Region labeling records
>> Begin

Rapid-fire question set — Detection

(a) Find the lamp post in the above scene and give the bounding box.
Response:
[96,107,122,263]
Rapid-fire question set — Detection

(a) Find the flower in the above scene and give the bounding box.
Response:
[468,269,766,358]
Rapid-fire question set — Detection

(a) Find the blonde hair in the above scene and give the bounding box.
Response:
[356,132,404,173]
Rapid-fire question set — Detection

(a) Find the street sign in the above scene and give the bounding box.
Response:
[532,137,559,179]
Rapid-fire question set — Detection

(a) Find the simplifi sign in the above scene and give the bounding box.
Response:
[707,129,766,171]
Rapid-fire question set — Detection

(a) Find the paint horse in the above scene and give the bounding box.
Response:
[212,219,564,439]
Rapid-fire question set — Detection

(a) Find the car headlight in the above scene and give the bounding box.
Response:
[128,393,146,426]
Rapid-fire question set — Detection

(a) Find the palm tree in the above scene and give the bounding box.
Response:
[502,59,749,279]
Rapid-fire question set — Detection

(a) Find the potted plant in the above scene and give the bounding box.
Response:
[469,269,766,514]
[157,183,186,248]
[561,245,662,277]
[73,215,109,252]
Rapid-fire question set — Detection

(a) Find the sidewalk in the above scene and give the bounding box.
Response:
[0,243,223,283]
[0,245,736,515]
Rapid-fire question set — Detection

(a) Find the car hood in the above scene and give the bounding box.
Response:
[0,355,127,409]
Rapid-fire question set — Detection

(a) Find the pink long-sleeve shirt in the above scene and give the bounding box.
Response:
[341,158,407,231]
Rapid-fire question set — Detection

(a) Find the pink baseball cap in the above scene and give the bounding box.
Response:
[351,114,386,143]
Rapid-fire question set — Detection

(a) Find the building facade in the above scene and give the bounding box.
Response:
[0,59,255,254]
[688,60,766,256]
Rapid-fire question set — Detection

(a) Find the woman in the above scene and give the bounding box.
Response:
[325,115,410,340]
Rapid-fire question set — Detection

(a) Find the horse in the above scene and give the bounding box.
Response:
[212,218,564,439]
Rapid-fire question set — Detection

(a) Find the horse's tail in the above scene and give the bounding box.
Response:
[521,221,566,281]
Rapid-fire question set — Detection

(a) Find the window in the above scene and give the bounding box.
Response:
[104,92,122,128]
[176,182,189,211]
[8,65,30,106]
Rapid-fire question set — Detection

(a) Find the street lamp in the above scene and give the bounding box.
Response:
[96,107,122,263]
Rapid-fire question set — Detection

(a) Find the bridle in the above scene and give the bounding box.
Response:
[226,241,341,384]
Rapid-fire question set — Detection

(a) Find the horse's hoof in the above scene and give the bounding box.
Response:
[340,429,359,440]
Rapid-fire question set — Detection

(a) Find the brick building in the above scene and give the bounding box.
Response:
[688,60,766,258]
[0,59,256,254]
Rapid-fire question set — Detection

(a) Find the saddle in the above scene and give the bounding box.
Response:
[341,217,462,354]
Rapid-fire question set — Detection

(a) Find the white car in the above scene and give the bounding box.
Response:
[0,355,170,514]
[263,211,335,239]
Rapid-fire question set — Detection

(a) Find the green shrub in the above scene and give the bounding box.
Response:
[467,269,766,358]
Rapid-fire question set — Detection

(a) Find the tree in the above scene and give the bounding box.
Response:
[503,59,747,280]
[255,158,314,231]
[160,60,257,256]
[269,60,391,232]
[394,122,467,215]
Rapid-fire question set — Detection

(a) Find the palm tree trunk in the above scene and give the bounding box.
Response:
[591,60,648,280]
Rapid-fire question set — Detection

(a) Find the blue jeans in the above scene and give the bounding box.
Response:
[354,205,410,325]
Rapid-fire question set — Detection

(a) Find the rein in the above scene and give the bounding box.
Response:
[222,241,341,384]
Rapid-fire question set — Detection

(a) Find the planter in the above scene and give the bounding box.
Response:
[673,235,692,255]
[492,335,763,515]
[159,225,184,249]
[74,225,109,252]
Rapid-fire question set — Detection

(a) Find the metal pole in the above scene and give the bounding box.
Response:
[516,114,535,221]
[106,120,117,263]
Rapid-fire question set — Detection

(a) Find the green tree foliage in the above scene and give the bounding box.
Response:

>> End

■ The problem ■
Arrange the stretch from the start of the records through the line containing "[341,158,407,231]", inclusive, as a JSON list of strings with one string per line, omitting blank lines.

■ Response below ■
[
  "Rapid-fire question set — Detection",
  "(a) Find the lamp post in the above scene and give the bounding box.",
  "Response:",
  "[96,107,122,263]",
  "Rapid-fire question set — Detection",
  "(a) Find the flower in the above scene and give the bounding box.",
  "Response:",
  "[468,269,766,358]",
  "Rapid-fire question set — Detection",
  "(a) Find the blonde hair in the above scene and give the bounding box.",
  "Response:",
  "[356,132,404,173]",
  "Rapid-fire question set — Detection",
  "(a) Find the street sign in the above scene and give the bounding box.",
  "Response:",
  "[532,137,559,179]",
  "Rapid-fire question set — Detection",
  "(a) Find the simplifi sign in the above scene and give the bounding box.",
  "Response:",
  "[707,129,766,171]",
  "Rapid-fire question set — Detection",
  "(a) Find the paint horse in the above scene and give the bounding box.",
  "Response:",
  "[212,219,564,439]",
  "Rapid-fire question set — Detection",
  "(a) Find the car headlight in the above scene and give the bounding box.",
  "Response:",
  "[128,393,146,426]",
  "Rapid-fire question set — Detection",
  "(a) Find the palm tree in the above scene and give the bounding box.",
  "Response:",
  "[502,59,749,279]",
  "Rapid-fire question set — Detection",
  "(a) Find the potted plant in the above scene and give the bounding box.",
  "Response:",
  "[469,269,766,514]",
  "[157,183,186,248]",
  "[561,245,662,277]",
  "[73,215,109,252]",
  "Rapid-fire question set — Detection",
  "(a) Find the sidewalk in the above scene and give the bounding box.",
  "Response:",
  "[0,243,223,283]",
  "[0,245,736,515]",
  "Rapid-fire question set — Detection",
  "(a) Find the car hood in the above scene and give the bounding box.",
  "Response:",
  "[0,355,127,409]",
  "Rapid-fire question set — Detection",
  "(a) Find the pink long-sleeve shirt in the above scene and give the bounding box.",
  "Response:",
  "[341,158,407,231]"
]